▸ **Exercise**
Identify every line in the position identification records that contains the word "cloud", and copy each of those lines.

▸ **Position identification records**
==================================================
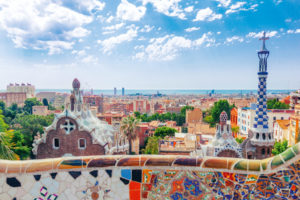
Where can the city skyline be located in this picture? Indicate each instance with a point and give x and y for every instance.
(148, 45)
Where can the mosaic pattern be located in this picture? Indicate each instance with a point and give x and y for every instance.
(152, 177)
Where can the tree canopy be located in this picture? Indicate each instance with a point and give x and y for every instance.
(280, 147)
(29, 103)
(212, 116)
(276, 104)
(164, 131)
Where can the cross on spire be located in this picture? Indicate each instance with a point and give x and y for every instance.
(264, 38)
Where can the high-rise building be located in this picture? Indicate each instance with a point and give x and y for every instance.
(260, 139)
(22, 88)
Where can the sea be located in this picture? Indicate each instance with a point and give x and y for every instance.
(168, 92)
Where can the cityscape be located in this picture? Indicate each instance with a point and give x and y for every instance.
(175, 119)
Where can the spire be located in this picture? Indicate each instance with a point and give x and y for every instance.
(264, 38)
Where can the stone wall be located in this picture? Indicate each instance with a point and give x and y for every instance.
(152, 177)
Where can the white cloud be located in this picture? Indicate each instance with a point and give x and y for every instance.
(260, 34)
(288, 20)
(224, 3)
(189, 9)
(234, 38)
(89, 5)
(114, 27)
(192, 29)
(89, 59)
(168, 47)
(207, 15)
(43, 24)
(168, 7)
(130, 12)
(239, 6)
(235, 7)
(109, 19)
(147, 29)
(293, 31)
(109, 43)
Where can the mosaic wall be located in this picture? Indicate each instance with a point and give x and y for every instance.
(152, 177)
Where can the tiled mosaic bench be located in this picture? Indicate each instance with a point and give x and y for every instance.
(152, 177)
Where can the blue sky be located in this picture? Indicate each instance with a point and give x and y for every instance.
(148, 44)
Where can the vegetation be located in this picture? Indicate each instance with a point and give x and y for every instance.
(275, 104)
(235, 129)
(280, 147)
(239, 140)
(30, 125)
(212, 116)
(29, 103)
(164, 131)
(151, 146)
(128, 127)
(179, 118)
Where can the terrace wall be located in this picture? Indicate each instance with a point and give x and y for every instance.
(152, 177)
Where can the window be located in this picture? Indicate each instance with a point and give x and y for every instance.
(55, 143)
(81, 143)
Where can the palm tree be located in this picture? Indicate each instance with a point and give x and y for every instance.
(5, 152)
(128, 127)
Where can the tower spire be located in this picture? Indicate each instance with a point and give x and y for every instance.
(264, 38)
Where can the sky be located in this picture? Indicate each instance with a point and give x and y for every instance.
(148, 44)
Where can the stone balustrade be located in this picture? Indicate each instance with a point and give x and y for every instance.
(152, 177)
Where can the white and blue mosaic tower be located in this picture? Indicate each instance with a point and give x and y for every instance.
(262, 138)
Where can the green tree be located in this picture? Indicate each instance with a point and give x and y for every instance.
(276, 104)
(29, 125)
(164, 131)
(209, 119)
(152, 146)
(235, 129)
(239, 140)
(128, 127)
(280, 147)
(5, 152)
(16, 143)
(3, 125)
(220, 106)
(45, 102)
(29, 103)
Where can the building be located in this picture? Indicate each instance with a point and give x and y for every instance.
(10, 98)
(40, 110)
(141, 105)
(246, 118)
(223, 144)
(56, 99)
(294, 99)
(193, 116)
(260, 139)
(77, 132)
(94, 100)
(234, 120)
(180, 144)
(22, 88)
(281, 131)
(295, 126)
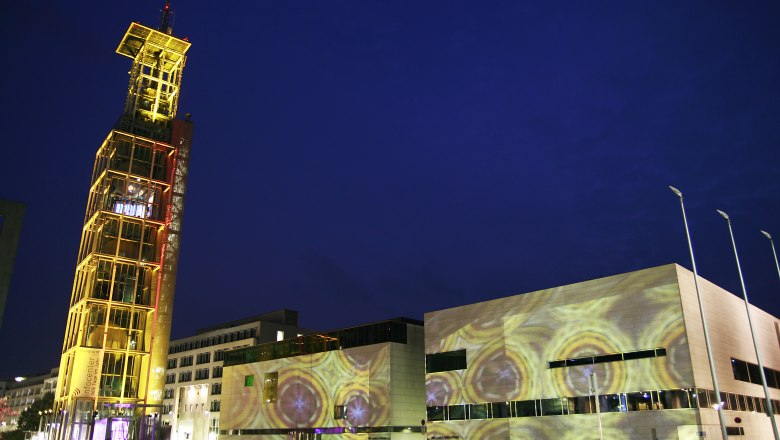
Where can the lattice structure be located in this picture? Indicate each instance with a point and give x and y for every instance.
(115, 348)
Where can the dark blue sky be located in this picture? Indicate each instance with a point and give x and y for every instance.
(357, 161)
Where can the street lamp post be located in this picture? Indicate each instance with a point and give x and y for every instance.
(769, 411)
(719, 407)
(594, 390)
(772, 243)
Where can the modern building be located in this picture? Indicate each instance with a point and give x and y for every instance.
(193, 384)
(11, 216)
(115, 347)
(23, 391)
(621, 357)
(361, 382)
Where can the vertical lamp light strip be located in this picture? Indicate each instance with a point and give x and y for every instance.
(719, 406)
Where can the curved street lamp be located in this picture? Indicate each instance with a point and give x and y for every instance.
(769, 411)
(719, 406)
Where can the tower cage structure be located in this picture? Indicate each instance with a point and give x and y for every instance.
(112, 369)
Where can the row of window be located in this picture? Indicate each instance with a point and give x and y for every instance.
(376, 333)
(456, 359)
(214, 340)
(621, 402)
(612, 357)
(749, 372)
(202, 358)
(200, 374)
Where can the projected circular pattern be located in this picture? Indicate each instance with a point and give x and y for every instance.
(507, 357)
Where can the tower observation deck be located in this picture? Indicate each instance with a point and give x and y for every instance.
(112, 369)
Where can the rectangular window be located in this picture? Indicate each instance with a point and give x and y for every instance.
(755, 373)
(735, 430)
(525, 408)
(270, 382)
(499, 410)
(478, 411)
(457, 412)
(435, 413)
(446, 361)
(554, 407)
(771, 377)
(202, 374)
(739, 368)
(611, 357)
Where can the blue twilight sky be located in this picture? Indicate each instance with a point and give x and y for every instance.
(357, 161)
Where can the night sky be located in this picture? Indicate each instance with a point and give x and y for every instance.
(358, 161)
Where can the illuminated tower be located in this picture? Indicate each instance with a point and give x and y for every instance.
(114, 353)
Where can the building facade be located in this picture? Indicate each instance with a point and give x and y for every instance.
(193, 384)
(116, 339)
(621, 357)
(23, 391)
(360, 382)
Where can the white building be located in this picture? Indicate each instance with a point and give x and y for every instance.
(364, 382)
(193, 386)
(23, 391)
(621, 357)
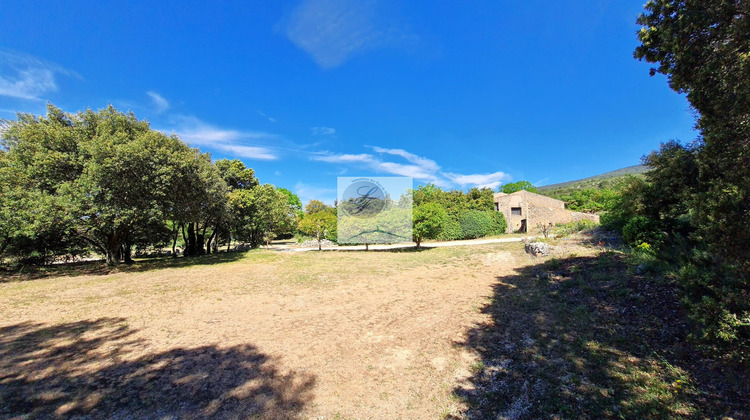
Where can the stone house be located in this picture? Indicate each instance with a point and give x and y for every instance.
(526, 211)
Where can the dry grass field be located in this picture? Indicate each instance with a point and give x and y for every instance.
(458, 332)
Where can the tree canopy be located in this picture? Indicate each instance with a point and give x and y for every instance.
(699, 195)
(512, 187)
(105, 181)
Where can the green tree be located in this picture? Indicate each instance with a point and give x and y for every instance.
(517, 186)
(702, 47)
(236, 174)
(109, 172)
(429, 219)
(321, 225)
(315, 206)
(259, 213)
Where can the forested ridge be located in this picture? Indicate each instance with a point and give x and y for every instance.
(106, 182)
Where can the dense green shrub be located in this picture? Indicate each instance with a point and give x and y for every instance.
(476, 224)
(642, 229)
(499, 224)
(451, 230)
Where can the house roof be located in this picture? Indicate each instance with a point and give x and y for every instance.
(526, 194)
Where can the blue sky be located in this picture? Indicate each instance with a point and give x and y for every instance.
(460, 94)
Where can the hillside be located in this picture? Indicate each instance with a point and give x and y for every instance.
(605, 180)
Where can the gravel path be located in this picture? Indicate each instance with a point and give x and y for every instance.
(427, 245)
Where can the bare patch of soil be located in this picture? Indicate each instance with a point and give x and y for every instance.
(273, 335)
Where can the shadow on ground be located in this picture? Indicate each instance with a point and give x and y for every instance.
(89, 268)
(86, 369)
(582, 338)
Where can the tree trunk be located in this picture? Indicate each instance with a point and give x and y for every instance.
(199, 244)
(212, 240)
(113, 250)
(190, 246)
(174, 244)
(127, 253)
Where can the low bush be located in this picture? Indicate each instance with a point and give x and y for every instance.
(476, 224)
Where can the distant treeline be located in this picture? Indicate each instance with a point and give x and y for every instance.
(107, 183)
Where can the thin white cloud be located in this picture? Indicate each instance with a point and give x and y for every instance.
(160, 103)
(343, 158)
(411, 157)
(322, 131)
(418, 167)
(307, 192)
(25, 77)
(266, 116)
(199, 133)
(331, 31)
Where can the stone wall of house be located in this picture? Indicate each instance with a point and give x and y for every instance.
(536, 209)
(542, 201)
(545, 215)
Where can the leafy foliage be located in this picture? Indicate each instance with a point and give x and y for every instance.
(429, 219)
(468, 215)
(106, 182)
(701, 194)
(512, 187)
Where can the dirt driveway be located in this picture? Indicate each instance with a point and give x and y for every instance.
(311, 335)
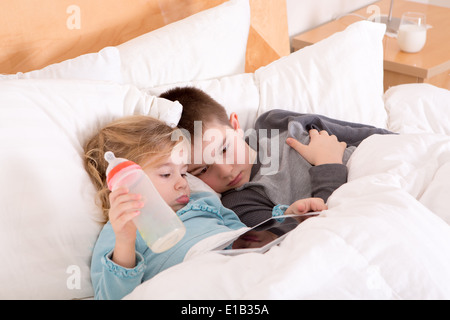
==================================================
▸ **Exercise response**
Where can the white cloud be located in this picture? Indicate each instance with a point and give x and y for every instance.
Where can the thin white cloud be located in this picture? Indicate each instance with a point and give x and y for every instance.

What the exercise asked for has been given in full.